Every entry must be output exactly as it was written.

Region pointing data
◇ ◇ ◇ ◇ ◇

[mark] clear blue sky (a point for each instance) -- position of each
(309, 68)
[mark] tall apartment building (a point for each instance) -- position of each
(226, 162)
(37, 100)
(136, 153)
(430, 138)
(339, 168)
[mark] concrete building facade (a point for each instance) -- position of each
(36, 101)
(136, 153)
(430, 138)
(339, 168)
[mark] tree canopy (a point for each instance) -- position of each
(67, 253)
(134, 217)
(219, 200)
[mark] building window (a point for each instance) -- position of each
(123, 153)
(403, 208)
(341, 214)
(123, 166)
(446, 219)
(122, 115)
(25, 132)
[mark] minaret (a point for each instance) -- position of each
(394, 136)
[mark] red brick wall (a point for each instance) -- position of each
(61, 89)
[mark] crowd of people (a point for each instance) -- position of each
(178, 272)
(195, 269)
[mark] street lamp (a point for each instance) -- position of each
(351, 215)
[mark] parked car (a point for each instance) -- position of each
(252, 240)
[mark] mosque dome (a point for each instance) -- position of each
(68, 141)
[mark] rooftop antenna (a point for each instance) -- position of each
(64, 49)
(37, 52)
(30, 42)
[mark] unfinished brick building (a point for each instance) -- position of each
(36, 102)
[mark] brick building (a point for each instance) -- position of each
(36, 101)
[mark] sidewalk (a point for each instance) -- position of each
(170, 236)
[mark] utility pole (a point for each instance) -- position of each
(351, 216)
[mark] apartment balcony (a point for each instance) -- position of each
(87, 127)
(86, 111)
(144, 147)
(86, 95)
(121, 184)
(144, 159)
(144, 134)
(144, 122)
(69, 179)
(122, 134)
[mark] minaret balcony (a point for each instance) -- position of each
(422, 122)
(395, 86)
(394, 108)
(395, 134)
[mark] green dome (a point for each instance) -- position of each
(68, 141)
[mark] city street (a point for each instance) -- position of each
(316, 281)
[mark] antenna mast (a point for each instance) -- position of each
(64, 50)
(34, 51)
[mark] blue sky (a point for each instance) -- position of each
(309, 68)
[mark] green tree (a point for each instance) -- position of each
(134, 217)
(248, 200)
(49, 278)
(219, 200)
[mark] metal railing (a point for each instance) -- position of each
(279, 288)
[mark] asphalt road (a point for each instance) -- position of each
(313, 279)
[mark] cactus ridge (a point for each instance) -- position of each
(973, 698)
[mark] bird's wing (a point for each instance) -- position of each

◇ ◇ ◇ ◇ ◇

WRITTEN REPLY
[mark] clear blue sky (a point for each instance) -- position of each
(309, 68)
[mark] tall apartment building (a point for each instance) -- position of each
(226, 162)
(37, 100)
(136, 153)
(430, 138)
(339, 168)
[mark] concrete building facade (a point for each instance) -- position of each
(36, 101)
(136, 153)
(430, 138)
(339, 168)
[mark] tree canopy (a point for each instance) -- position of each
(67, 253)
(134, 217)
(219, 200)
[mark] building window (a point for each instance) -- position of each
(123, 153)
(403, 208)
(341, 214)
(123, 166)
(446, 219)
(122, 115)
(25, 132)
[mark] minaret (a point for each instance) -- position of each
(394, 136)
[mark] red brick wall (a point for each instance) -- position of each
(61, 89)
[mark] crowd of people (a point for each instance) -- position of each
(178, 272)
(195, 269)
[mark] street lamp (a point for each instance) -- position of each
(351, 215)
[mark] parked car (a point for each instance) -- position of each
(252, 240)
[mark] mosque dome (a point for each instance) -- position of each
(68, 141)
[mark] rooftop antenna (a point for each instance) -- position of each
(64, 49)
(37, 52)
(30, 42)
[mark] unfinished brick building (a point for each instance) -- position of each
(36, 102)
[mark] brick building (a point for each instance) -- position of each
(36, 101)
[mark] sidewalk (a point for each instance) -- position of each
(170, 236)
[mark] utility pole (a point for each instance) -- position of each
(351, 216)
[mark] apartment balcony (a point for each instance) -- position of each
(87, 127)
(86, 111)
(144, 147)
(86, 95)
(121, 184)
(144, 159)
(144, 134)
(144, 122)
(69, 179)
(122, 134)
[mark] minaret balcony (a point for each instance) -- position of each
(422, 122)
(395, 86)
(394, 108)
(395, 134)
[mark] green dome (a point for each instance) -- position of each
(68, 141)
[mark] city street (a point for each instance) -- position of each
(316, 281)
[mark] antenna mast (a point for each instance) -- position of each
(64, 50)
(34, 51)
[mark] blue sky (a point for each instance) -- position of each
(309, 68)
[mark] green tree (a point for each instance) -- position of each
(134, 217)
(248, 200)
(49, 278)
(219, 200)
[mark] metal railing (a point for each instance) -- position of each
(279, 288)
[mark] asphalt road (a point for each instance) -- position of each
(313, 279)
[mark] cactus ridge (a point for each instance) -- position of each
(973, 698)
[mark] bird's wing (a point for each instance) -- position of each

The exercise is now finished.